▶ _DIRECTIVE_
Pictures do not belong in the copy; quote every entry below exactly.

▶ _GIVEN RECORDS_
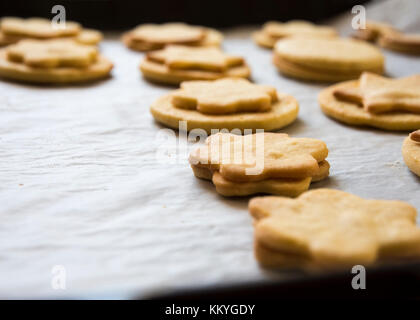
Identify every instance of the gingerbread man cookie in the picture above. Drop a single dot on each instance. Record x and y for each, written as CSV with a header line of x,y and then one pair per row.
x,y
328,229
175,64
223,104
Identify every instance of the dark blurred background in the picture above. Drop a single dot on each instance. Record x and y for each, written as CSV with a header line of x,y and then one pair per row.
x,y
124,14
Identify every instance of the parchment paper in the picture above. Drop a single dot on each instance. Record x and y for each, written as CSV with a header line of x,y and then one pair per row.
x,y
81,186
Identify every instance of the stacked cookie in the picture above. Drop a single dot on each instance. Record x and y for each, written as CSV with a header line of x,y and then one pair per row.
x,y
53,61
229,104
373,100
14,29
176,63
330,229
411,152
389,37
273,31
148,37
271,163
332,59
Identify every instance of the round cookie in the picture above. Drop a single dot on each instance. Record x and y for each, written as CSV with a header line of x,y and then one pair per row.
x,y
326,59
283,112
353,114
411,154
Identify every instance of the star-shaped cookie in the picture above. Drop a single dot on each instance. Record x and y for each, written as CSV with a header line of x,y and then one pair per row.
x,y
201,58
379,94
229,95
52,53
273,155
331,228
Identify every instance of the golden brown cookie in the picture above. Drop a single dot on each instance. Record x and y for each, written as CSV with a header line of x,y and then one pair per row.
x,y
379,94
148,37
327,229
349,111
261,163
175,64
230,95
326,59
274,30
52,61
282,112
411,152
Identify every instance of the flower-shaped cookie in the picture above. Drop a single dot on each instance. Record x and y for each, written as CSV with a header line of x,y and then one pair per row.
x,y
37,28
378,94
224,96
327,228
272,155
52,53
207,58
176,63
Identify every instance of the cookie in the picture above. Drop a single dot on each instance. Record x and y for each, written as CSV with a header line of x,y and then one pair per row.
x,y
224,96
373,31
389,37
283,165
281,113
148,37
378,94
411,152
274,30
13,30
175,64
52,61
326,59
328,229
348,109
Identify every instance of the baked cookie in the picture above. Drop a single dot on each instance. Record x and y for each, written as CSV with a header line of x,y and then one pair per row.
x,y
230,107
326,59
14,29
411,152
390,104
148,37
260,163
274,30
389,37
52,61
329,229
176,63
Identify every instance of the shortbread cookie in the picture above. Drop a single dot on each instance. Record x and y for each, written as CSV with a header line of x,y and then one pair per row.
x,y
289,187
274,30
328,229
389,37
347,109
37,28
224,96
148,37
283,165
411,152
13,30
326,59
52,61
282,112
378,94
175,64
373,31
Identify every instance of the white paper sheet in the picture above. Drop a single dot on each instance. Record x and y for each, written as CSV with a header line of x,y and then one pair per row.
x,y
81,188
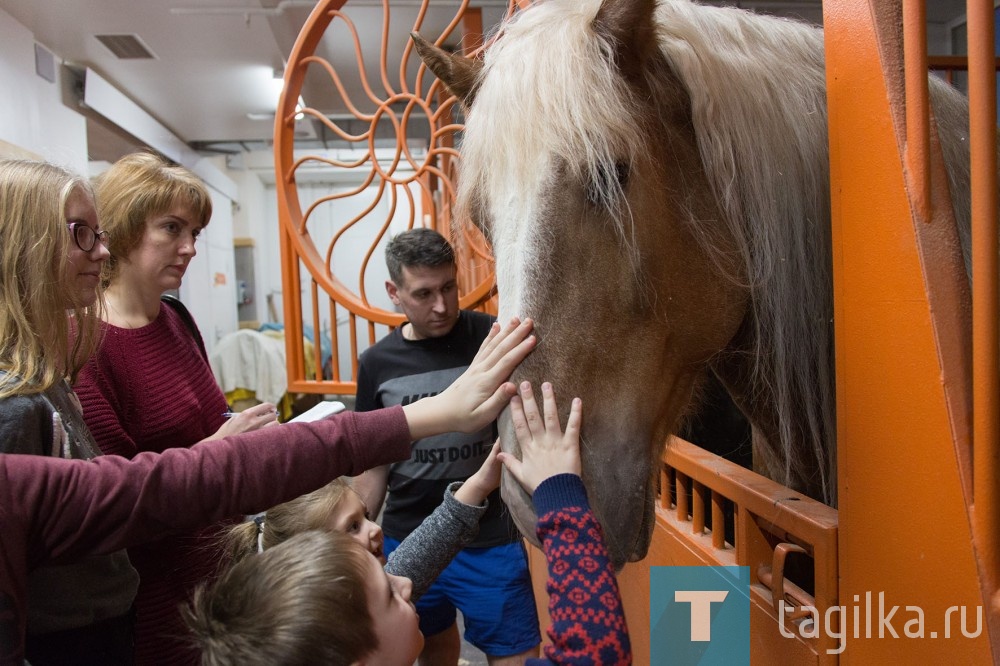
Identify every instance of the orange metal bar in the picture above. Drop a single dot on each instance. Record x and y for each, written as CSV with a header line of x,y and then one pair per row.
x,y
718,520
902,356
393,172
985,335
917,112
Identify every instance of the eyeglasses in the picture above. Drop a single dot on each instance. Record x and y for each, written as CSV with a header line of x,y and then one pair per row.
x,y
85,237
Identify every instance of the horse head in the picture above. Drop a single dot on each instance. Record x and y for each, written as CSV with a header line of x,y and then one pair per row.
x,y
654,179
580,164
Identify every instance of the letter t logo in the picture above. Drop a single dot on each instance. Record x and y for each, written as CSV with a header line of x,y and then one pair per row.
x,y
701,610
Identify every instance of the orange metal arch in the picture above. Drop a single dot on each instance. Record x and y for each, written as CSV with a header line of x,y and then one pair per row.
x,y
917,376
330,295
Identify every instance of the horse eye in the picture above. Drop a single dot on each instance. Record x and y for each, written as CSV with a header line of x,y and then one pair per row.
x,y
607,186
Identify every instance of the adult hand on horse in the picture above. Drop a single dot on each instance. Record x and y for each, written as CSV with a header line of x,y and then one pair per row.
x,y
545,449
252,418
476,398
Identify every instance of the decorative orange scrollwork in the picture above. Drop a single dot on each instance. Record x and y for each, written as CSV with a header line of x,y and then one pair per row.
x,y
382,159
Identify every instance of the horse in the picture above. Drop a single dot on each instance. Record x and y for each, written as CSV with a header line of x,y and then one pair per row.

▶ _FINISHED ANSWER_
Identify every instance of the gingerbread man cookie in the picture above. Drop a single dot on each instance. Record x and y for each, written as CSV with a header line of x,y and then one pair per row.
x,y
328,229
175,64
223,104
Identify every instance of the dark blurred background in the picture above. Drop a single dot on each instance. Record x and y for each, written as CSV with a header line of x,y and then one pair per row.
x,y
124,14
Identify every instance of the parchment paper in the picture above. Drop a single dot on each instance. Record x and y for each, written as CSV with a header line of x,y and then one pair per row.
x,y
81,186
Identify every instance of the stacked cookie in the picture above. Drop a single dot on each instance. Record x and y for each, written as CSV with a header line of x,y and then one pair per row.
x,y
53,61
229,104
373,100
14,29
176,63
330,229
411,152
389,37
273,31
148,37
271,163
332,59
Identify every instance of the round cookie in the picture above. Drop a single dot on each instance. Record x and y for each, written as CSV with a header line of x,y and then one pair per row.
x,y
326,59
283,112
353,114
411,154
Identify every instance of the star-shaped cookie in the picture above. Drop a single dot on each instance. Record x and y for each, written as CSV with a header line of x,y and then one pair per row.
x,y
201,58
379,94
229,95
52,53
273,155
331,228
Identify every instance of the golden brown cookie in the picture above. Drop a single dot on each instance. Record x and y for each, written as CSV with a header line of x,y and then one pair per row.
x,y
379,94
148,37
327,229
349,111
261,163
175,64
230,95
326,59
274,30
52,61
282,112
411,152
Identify every instance of the flower-shaped cookie in the picture above. Drop a single dot on each instance. Record x and y for each, written as CSV with a header line of x,y and then one pair per row.
x,y
37,28
378,94
224,96
327,228
272,155
52,53
207,58
176,63
Identify every instance of the cookie in the picture above. Drop a single dot on each instance. Record x and y for each, written as CSV with a header line of x,y and then one pair per row.
x,y
224,96
373,31
389,37
283,165
281,113
148,37
378,94
411,152
274,30
13,30
175,64
52,61
326,59
328,229
348,109
Identify every instance of the baked cookie in the picture above. Drop a single dot on each instance. Record x and y for each, written as CSV with a header line of x,y and then one pair per row.
x,y
230,107
326,59
14,29
411,152
390,104
148,37
260,163
274,30
389,37
52,61
329,229
176,63
Identify every instance of the shortbread cookie in the picture above. Drop a single dot on each instance. Record x and y for each, written as CSV with a header line of x,y and then one pair per row.
x,y
289,187
274,30
328,229
389,37
347,109
37,28
224,96
148,37
283,165
411,152
13,30
326,59
52,61
282,112
378,94
175,64
373,31
Identify every instance of the white paper sheet in the picture above. Drop a single dot on each instance. Record x and y for each, written as CSV with a header line of x,y and then one pair per row.
x,y
81,188
Identify every instance of the orange metal bar in the picture above. Drop a single dot on each instance. Record x and y for each, written as CSV with a header line of x,y and then one pair per row.
x,y
718,520
902,356
393,172
985,335
917,112
Identify every instance of the eyeglasses in the picture above. Drop a single dot on each instance. Record x and y for each, written as CSV with a header line of x,y and then one pair per row.
x,y
85,237
Identify every instance of the horse head in the picture above. Drop a single dot on each instance. Record x and y for each, written as CSV with a header line of x,y and then one pair per row.
x,y
654,179
580,164
Identify every instance of the letter t logo in the picture above. Drop a single dot on each instance. Record x and y for each, written as CSV with a header line of x,y and then one pair per row.
x,y
701,610
Identify every instance of the orange metal arch in the picture above. Drop a single dot on each instance. Record x and y for each, written as CSV with a header line of x,y and then one pair per row.
x,y
917,376
330,295
Identify every instance of the horse eye in the picture above. Drop a single dot on each instance. Record x and y for each, written as CSV with a header line of x,y and then one pair per row.
x,y
607,186
Identify every instance of the adult hand on horse in the picture above. Drop a single dot on each instance. Record x and y for each, written as CSV with a header line of x,y and then one pair per row.
x,y
545,449
252,418
476,398
Identify every instance of the decorative orange scrollwork in the picture above. Drop a single dot on each instance. Record x and y for each, written as CSV with a header line of x,y and then one pair per row.
x,y
382,159
Identify every instance of the horse in the picture above. Drop a single dot on each instance. Record x and y for each, written as CSV with a header line of x,y and then one pair per row.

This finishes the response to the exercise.